PASSAGE Start Marker
Which council put the Canon together?


#1

I have read so many things.

I mean I have heard Council of Nicea in 325.

The earliest extant list of the books of the NT, in exactly the number and order in which we
presently have them, is written by St. Athanasius, Bishop of Alexandria, in his Festal letter # 39 of 367 A.D..

382 ad. Council of Rome at which Pope Damasus started the process of defining a universal canon for the Church. The New Testament books are listed in their present number and order.

393AD he Council of Hippo, which began "arguing it out." Canon proposed by St. Athanasius.

397AD The Council of Carthage, which refined the canon for the Western Church, sending it back to
Pope Innocent for ratification. In the East, the canonical process was hampered by a number of schisms (esp. within the Church of Antioch).

I guess there is no black and white answer with this. I am sure there is a true evolution of how it came to be. Anyone know how it truly came to be?
PASSAGE End Marker
◆ WHAT YOU NEED TO DO:
Extend the forum post above about which council assembled the biblical canon, beginning right after its closing question.
SUPPLIED RECORDS Start Marker
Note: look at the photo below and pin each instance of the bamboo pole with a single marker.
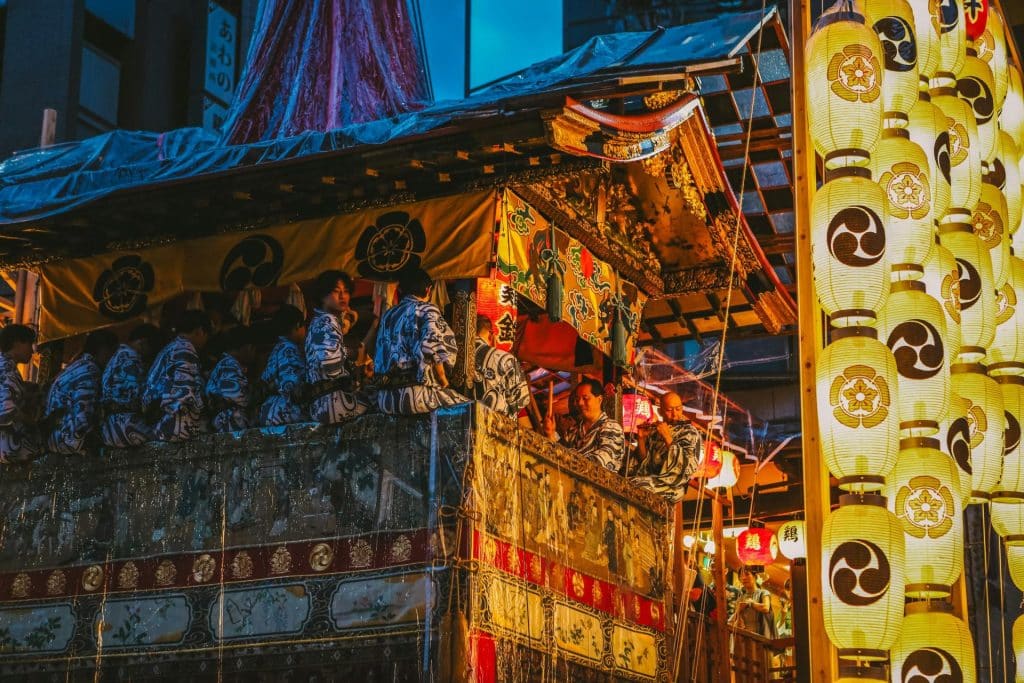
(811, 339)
SUPPLIED RECORDS End Marker
SUPPLIED RECORDS Start Marker
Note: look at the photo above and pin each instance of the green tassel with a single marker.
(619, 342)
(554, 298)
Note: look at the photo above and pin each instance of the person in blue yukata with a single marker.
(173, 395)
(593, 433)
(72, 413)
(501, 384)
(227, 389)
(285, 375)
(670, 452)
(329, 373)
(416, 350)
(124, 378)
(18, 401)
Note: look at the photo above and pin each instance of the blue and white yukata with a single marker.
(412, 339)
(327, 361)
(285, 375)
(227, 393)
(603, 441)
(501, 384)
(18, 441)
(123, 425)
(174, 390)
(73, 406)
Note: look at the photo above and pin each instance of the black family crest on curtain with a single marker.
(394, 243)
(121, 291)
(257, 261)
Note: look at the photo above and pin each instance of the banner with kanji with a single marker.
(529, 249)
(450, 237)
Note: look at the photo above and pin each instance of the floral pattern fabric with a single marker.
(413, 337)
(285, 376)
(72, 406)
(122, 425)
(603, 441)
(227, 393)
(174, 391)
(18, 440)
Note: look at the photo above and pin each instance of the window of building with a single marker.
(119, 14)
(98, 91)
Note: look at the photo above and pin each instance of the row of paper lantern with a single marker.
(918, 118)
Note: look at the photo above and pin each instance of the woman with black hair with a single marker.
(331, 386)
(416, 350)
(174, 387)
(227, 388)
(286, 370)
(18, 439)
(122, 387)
SUPPLIED RECORDS End Marker
SUPPLIED RECORDS Start Marker
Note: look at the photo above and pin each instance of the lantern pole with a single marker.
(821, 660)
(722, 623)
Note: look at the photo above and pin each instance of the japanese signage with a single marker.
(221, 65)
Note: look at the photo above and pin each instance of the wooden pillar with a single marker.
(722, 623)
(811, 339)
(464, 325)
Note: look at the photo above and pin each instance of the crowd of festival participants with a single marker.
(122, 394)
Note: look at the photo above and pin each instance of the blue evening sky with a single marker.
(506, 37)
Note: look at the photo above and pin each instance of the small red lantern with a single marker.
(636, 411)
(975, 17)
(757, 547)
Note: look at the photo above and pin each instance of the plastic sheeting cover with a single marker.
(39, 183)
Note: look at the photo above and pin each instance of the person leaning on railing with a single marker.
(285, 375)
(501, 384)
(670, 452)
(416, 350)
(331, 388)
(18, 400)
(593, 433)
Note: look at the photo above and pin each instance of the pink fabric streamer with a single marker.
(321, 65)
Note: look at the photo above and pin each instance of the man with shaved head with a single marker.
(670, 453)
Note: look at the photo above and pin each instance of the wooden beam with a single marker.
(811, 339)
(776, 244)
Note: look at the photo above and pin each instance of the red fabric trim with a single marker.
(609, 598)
SUPPLIED RECORDS End Marker
◆ RESPONSE AREA:
#2

[quote="CatholicKnight3, post:1, topic:324351"]
I have read so many things.

I mean I have heard Council of Nicea in 325.

The earliest extant list of the books of the NT, in exactly the number and order in which we
presently have them, is written by St. Athanasius, Bishop of Alexandria, in his Festal letter # 39 of 367 A.D..

382 ad. Council of Rome at which Pope Damasus started the process of defining a universal canon for the Church. The New Testament books are listed in their present number and order.

393AD he Council of Hippo, which began "arguing it out." Canon proposed by St. Athanasius.

397AD The Council of Carthage, which refined the canon for the Western Church, sending it back to
Pope Innocent for ratification. In the East, the canonical process was hampered by a number of schisms (esp. within the Church of Antioch).

I guess there is no black and white answer with this. I am sure there is a true evolution of how it came to be. Anyone know how it truly came to be?

[/quote]

The root is the Council of Rome...from whence Pope Damasus commissions St. Jerome to translate the canon into Latin which became the Latin Vulgate...which was finished around late 390s, I think.

The LV became the Catholic Bible since....subsequent councils confirmed the canon set at Council of Rome.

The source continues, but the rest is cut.